Repeat every record exactly.
○ ○ ○
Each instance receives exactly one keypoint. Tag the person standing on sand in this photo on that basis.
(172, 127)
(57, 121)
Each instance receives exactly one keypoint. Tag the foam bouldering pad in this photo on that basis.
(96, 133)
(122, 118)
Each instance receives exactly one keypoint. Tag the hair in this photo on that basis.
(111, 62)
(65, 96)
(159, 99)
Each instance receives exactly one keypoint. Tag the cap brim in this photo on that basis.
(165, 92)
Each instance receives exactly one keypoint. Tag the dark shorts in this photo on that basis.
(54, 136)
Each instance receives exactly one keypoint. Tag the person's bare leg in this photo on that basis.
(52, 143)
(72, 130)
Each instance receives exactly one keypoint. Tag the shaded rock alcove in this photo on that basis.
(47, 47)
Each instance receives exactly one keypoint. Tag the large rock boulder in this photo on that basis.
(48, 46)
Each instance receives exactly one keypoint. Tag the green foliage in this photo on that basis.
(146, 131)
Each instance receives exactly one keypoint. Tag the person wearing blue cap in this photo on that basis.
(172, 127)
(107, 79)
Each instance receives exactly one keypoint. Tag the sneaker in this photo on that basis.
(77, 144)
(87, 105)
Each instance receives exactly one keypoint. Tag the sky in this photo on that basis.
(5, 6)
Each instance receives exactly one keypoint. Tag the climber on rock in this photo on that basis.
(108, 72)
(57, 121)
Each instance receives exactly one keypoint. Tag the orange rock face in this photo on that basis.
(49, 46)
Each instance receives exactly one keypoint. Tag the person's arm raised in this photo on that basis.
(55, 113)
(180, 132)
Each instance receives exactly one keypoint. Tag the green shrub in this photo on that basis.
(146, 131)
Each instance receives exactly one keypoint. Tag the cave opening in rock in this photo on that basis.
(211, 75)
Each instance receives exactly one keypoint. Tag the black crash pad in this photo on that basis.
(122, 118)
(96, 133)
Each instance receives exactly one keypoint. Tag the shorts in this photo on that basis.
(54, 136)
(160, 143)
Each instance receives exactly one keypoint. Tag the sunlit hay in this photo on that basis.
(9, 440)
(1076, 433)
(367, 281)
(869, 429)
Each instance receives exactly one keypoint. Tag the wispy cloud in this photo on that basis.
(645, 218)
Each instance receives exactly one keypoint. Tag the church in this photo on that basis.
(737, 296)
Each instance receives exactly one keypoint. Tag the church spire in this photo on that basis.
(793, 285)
○ ○ ○
**Solution to this problem:**
Each instance receives exactly one keypoint. Tag the person standing on sand in this photo on that basis.
(172, 127)
(57, 121)
Each instance receives exactly one keypoint. Tag the foam bouldering pad in this photo on that basis.
(96, 133)
(122, 118)
Each instance receives exactly one keypoint. Tag the hair in this photo on that basis.
(111, 62)
(65, 96)
(159, 99)
Each instance receives exactly one keypoint. Tag the cap brim in this photo on that basis.
(165, 92)
Each instance receives exactly one keypoint. Tag the dark shorts in this photo on that basis.
(54, 136)
Each instance receives exactly one keypoint. Tag the person's bare leg in this photo on that basis.
(52, 143)
(72, 130)
Each instance receives exactly one keypoint. Tag the shaded rock alcove in this photo on that basis.
(47, 47)
Each instance receives exactly one keypoint. Tag the large rock boulder in this photo on that basis.
(48, 46)
Each instance receives exactly one keypoint. Tag the green foliage in this photo on that basis.
(146, 131)
Each instance receives exactly one keypoint. Tag the person wearing blue cap in this photo on that basis.
(172, 127)
(107, 79)
Each instance receives exactly one keypoint. Tag the sneaker in this photo on that basis.
(77, 144)
(87, 105)
Each instance receives exactly one keypoint. Tag the sky in this photo on that basis.
(5, 6)
Each instance receives exactly one keypoint. Tag the climber on rock in this photo on that basis.
(108, 72)
(57, 121)
Each instance receives exactly one keypoint. Tag the orange rock face in this photo on that basis.
(49, 46)
Each instance receives exactly one keypoint. Tag the person's arm raised in this photo on that basis.
(55, 113)
(180, 132)
Each instance receives exactly one keypoint. Tag the green shrub in this photo on that basis.
(146, 131)
Each instance receives exactly one keypoint. Tag the cave opening in rock in this photo on that basis.
(211, 75)
Each instance receives exactly one keypoint. Tag the black crash pad in this photo on that basis.
(122, 118)
(96, 133)
Each instance receives exactly one keypoint. Tag the shorts in this photo on that basis.
(54, 136)
(160, 143)
Each instance receives exactly one keypoint. Tag the sunlit hay in this photo on that basis.
(9, 440)
(1076, 433)
(367, 281)
(869, 429)
Each instance receives exactly one keypoint. Tag the wispy cloud in this photo on that basis.
(645, 218)
Each instance receives exactly one keypoint. Tag the church in this photo on that basis.
(737, 296)
Each instance receives exactly one keypoint. Tag the church spire in this photo on that basis.
(793, 285)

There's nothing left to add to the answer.